## TEXT PROVIDED
▽

73

In Real World Haskell, Chapter 4. on Functional Programming:

Write foldl with foldr:

-- file: ch04/Fold.hs
myFoldl :: (a -> b -> a) -> a -> [b] -> a

myFoldl f z xs = foldr step id xs z
    where step x g a = g (f a x)

The above code confused me a lot, and somebody called dps rewrote it with a meaningful name to make it a bit clearer:

myFoldl stepL zeroL xs = (foldr stepR id xs) zeroL
where stepR lastL accR accInitL = accR (stepL accInitL lastL)

Somebody else, Jef G, then did an excellent job by providing an example and showing the underlying mechanism step by step:

myFoldl (+) 0 [1, 2, 3]
= (foldR step id [1, 2, 3]) 0
= (step 1 (step 2 (step 3 id))) 0
= (step 1 (step 2 (\a3 -> id ((+) a3 3)))) 0
= (step 1 (\a2 -> (\a3 -> id ((+) a3 3)) ((+) a2 2))) 0
= (\a1 -> (\a2 -> (\a3 -> id ((+) a3 3)) ((+) a2 2)) ((+) a1 1)) 0
= (\a1 -> (\a2 -> (\a3 -> (+) a3 3) ((+) a2 2)) ((+) a1 1)) 0
= (\a1 -> (\a2 -> (+) ((+) a2 2) 3) ((+) a1 1)) 0
= (\a1 -> (+) ((+) ((+) a1 1) 2) 3) 0
= (+) ((+) ((+) 0 1) 2) 3
= ((0 + 1) + 2) + 3

But I still cannot fully understand that, here are my questions:

  1. What is the id function for? What is the role of? Why should we need it here?

△

## PROBLEM
Update the Haskell fold text from "-- file: ch04/Fold.hs" through "(stepL accInitL lastL)" by replacing "stepR" with "stepRight", and give that part again. The records are separate material with no connection to the Haskell fold text.

## ENTRIES SUPPLIED
▽

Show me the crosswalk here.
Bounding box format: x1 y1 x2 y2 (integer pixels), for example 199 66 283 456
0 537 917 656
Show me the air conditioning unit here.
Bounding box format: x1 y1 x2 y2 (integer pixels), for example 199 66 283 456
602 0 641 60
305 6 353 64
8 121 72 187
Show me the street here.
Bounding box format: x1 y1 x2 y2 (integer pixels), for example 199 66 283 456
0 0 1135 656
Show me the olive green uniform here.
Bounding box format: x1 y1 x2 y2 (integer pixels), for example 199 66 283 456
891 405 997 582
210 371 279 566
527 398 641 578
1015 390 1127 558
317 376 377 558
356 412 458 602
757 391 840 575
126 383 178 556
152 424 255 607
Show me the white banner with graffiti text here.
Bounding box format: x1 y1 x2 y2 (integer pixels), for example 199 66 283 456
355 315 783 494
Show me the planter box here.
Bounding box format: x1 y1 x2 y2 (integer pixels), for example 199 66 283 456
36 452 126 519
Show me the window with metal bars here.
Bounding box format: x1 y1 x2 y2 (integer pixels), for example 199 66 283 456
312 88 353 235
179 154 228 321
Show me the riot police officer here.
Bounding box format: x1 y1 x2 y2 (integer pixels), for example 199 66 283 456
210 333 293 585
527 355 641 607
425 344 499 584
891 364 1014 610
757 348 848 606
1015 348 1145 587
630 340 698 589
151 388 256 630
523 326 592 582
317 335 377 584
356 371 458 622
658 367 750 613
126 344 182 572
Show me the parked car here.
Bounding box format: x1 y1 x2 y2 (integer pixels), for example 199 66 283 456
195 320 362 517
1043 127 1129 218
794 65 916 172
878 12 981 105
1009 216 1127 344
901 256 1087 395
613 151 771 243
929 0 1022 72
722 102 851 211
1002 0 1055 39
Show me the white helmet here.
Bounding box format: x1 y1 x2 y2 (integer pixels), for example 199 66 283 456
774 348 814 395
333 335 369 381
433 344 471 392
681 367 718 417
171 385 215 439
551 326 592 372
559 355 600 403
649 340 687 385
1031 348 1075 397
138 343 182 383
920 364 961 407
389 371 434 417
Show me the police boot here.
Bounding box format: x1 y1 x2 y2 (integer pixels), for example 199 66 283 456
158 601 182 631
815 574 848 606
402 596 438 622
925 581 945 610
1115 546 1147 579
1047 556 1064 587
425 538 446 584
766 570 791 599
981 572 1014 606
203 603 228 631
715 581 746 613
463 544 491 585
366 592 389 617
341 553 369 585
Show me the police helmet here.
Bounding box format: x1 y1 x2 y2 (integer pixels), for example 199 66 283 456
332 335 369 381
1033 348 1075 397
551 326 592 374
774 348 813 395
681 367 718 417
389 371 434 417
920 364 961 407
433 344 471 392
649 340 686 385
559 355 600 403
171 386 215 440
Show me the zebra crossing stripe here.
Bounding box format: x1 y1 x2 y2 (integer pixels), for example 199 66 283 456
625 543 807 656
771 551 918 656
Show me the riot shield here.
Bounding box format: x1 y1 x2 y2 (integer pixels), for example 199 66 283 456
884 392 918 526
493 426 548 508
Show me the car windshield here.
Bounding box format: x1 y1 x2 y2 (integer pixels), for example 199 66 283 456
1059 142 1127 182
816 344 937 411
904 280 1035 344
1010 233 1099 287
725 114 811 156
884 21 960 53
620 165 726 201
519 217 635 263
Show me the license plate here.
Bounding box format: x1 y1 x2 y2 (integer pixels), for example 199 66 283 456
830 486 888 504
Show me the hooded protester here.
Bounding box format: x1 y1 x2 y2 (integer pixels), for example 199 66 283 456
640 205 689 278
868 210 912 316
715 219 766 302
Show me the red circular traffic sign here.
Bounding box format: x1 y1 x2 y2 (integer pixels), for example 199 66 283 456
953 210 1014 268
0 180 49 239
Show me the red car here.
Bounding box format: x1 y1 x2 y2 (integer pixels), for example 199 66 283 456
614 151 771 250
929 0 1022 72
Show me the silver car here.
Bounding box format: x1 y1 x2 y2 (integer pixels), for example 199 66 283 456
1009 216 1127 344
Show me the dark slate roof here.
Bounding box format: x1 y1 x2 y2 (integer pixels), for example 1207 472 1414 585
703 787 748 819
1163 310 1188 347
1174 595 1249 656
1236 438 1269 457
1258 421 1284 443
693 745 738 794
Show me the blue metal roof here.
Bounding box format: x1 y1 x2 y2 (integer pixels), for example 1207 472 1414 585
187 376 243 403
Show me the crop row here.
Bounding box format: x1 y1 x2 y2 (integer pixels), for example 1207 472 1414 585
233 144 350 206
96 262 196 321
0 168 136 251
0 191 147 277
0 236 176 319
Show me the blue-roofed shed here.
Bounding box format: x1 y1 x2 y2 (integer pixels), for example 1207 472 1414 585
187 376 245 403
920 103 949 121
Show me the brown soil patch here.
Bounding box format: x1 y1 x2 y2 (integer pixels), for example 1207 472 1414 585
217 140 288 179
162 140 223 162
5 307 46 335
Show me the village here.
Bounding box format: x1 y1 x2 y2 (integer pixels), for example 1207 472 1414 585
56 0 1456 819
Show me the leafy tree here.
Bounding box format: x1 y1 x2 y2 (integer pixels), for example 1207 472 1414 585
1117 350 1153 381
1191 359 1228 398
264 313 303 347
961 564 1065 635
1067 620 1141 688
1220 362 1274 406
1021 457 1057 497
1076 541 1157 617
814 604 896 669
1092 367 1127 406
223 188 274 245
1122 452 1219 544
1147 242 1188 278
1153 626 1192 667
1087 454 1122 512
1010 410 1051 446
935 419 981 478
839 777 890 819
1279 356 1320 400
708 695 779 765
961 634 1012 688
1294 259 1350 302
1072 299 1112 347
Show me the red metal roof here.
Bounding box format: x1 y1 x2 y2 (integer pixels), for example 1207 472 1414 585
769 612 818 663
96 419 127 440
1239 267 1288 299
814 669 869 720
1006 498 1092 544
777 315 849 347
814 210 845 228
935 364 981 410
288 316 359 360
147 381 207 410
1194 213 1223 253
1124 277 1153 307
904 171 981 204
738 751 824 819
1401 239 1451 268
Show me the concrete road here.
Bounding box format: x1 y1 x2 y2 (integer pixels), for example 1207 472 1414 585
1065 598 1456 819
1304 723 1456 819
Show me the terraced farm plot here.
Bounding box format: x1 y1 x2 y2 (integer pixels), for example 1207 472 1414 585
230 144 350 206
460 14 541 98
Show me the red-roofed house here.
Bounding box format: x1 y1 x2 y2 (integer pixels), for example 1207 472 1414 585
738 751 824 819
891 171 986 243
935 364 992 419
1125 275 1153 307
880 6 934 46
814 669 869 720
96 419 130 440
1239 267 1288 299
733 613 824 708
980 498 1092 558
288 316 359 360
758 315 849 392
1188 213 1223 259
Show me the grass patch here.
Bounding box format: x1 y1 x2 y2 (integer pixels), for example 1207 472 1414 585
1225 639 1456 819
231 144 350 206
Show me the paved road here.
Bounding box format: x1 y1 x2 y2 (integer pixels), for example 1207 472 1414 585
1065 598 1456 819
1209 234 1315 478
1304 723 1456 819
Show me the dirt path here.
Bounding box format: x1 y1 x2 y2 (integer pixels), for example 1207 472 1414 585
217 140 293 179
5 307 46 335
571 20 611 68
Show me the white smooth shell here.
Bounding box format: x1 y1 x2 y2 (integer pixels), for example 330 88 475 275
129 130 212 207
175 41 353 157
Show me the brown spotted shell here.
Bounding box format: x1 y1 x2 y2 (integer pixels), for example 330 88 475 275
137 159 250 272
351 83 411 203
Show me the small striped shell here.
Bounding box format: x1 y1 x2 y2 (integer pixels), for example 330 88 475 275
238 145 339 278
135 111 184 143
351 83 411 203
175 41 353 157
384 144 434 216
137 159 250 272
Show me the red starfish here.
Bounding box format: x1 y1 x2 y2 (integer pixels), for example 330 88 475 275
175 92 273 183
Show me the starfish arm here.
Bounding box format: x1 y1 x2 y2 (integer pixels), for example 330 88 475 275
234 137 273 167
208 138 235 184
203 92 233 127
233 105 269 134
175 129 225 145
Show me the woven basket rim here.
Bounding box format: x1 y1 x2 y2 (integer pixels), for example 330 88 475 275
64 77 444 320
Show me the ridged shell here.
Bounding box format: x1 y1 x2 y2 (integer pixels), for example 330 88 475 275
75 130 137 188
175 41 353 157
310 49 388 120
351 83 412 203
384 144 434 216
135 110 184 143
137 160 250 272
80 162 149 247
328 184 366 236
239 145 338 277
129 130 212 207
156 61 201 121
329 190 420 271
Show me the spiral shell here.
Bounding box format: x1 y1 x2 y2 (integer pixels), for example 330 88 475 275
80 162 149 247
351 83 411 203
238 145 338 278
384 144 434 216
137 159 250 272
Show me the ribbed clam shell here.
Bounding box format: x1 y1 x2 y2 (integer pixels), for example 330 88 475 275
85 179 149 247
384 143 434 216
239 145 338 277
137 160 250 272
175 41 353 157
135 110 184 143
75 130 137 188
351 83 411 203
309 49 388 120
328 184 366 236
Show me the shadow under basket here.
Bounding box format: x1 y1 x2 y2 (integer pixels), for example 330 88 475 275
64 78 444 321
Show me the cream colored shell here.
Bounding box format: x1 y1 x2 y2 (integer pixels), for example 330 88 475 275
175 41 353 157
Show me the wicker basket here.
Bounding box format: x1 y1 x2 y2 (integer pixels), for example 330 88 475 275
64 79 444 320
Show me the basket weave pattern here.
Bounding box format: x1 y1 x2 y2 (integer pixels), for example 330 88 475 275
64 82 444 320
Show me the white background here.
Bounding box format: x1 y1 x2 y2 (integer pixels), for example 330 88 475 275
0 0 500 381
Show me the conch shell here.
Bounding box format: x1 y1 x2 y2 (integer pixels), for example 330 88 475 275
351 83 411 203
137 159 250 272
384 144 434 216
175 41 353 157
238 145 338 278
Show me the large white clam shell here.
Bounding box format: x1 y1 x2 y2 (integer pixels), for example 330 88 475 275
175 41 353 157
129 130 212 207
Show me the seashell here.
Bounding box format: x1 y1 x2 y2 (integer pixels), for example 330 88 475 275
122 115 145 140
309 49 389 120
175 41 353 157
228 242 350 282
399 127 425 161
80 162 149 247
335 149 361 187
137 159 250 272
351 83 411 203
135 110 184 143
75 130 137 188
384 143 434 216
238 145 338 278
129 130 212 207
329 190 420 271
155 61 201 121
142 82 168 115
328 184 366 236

△

## FINAL RESULT
-- file: ch04/Fold.hs
myFoldl :: (a -> b -> a) -> a -> [b] -> a

myFoldl f z xs = foldr step id xs z
    where step x g a = g (f a x)

The above code confused me a lot, and somebody called dps rewrote it with a meaningful name to make it a bit clearer:

myFoldl stepL zeroL xs = (foldr stepRight id xs) zeroL
where stepRight lastL accR accInitL = accR (stepL accInitL lastL)